* [WHAT YOU WILL DO]
Look through the listing below and count the lines holding "conditioner". Reply with the number alone.

* [EXERCISE INPUTS]
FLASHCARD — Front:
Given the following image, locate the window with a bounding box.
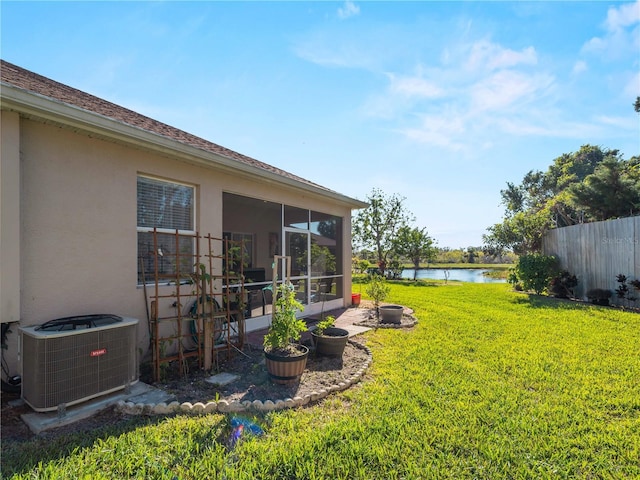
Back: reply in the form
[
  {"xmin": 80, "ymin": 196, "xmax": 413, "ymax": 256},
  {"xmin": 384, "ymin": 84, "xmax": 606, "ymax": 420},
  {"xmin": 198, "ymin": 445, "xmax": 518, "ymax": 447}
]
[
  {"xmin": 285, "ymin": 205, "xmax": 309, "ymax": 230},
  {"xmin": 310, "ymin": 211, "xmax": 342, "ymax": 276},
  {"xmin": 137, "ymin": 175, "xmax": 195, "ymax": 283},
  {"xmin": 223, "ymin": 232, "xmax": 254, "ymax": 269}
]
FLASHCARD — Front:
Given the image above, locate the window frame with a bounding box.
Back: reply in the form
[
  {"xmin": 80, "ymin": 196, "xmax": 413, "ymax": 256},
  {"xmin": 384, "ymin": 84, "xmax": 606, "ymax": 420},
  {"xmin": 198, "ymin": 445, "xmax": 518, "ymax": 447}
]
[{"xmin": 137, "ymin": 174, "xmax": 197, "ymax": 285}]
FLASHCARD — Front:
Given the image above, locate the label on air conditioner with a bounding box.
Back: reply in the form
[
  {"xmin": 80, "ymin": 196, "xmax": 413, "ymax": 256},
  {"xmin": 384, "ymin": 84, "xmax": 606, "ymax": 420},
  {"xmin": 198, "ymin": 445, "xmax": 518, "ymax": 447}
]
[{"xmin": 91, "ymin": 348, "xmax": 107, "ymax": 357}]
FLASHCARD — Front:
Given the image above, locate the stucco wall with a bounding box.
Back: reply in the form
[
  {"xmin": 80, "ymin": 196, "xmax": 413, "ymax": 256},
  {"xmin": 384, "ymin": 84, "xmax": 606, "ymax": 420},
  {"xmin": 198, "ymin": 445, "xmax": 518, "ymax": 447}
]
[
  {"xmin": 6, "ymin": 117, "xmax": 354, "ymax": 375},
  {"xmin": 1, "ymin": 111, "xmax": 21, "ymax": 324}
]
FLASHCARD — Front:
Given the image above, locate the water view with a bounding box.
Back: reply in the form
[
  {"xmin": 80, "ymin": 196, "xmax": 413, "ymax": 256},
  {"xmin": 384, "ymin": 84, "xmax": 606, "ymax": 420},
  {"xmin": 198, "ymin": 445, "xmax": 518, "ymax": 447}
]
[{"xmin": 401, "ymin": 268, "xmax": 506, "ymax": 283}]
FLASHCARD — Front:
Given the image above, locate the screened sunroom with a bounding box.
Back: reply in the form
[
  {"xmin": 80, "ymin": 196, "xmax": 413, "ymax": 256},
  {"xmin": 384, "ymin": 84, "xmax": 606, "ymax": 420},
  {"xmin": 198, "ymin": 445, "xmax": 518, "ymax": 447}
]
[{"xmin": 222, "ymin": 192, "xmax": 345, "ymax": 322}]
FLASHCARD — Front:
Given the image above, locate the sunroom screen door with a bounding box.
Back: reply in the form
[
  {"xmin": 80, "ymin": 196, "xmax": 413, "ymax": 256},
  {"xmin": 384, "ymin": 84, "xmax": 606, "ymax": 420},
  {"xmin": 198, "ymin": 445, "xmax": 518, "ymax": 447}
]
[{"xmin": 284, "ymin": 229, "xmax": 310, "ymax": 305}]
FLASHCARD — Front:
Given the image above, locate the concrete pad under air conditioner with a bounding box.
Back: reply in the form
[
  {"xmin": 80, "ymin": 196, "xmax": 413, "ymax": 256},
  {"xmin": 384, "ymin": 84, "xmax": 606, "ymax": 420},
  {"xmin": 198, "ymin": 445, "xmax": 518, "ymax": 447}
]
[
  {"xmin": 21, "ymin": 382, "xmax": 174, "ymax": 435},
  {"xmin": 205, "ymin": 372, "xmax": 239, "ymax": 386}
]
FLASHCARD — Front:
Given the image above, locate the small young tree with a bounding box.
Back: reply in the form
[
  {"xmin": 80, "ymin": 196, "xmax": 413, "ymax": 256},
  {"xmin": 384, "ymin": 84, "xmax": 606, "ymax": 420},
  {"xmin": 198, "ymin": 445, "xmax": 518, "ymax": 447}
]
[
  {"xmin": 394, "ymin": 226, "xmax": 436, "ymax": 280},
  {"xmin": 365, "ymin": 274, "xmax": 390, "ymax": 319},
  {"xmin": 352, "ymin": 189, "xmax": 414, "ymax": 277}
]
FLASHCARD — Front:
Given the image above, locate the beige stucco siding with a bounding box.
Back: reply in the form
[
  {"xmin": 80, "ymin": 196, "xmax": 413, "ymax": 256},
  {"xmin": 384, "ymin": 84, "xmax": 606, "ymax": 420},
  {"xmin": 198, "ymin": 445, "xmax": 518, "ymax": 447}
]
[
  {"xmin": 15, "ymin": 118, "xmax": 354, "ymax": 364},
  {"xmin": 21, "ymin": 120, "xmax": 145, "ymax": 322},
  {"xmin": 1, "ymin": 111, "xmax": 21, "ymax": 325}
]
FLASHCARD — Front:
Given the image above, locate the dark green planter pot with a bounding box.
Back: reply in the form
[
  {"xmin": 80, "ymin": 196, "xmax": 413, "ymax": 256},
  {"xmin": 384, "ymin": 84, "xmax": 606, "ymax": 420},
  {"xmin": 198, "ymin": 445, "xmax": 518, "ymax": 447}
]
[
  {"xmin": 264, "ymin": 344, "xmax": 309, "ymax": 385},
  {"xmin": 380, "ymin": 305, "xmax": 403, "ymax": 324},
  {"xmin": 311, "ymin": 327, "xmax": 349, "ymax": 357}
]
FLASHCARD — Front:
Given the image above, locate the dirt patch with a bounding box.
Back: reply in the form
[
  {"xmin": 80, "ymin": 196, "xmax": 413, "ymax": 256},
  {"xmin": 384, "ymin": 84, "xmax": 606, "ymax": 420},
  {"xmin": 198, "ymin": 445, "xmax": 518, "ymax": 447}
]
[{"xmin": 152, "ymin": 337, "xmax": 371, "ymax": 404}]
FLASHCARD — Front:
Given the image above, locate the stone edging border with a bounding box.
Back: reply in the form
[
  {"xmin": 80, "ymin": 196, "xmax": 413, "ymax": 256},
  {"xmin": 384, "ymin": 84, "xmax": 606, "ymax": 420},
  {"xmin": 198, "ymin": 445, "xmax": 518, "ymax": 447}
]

* [ANSWER SPACE]
2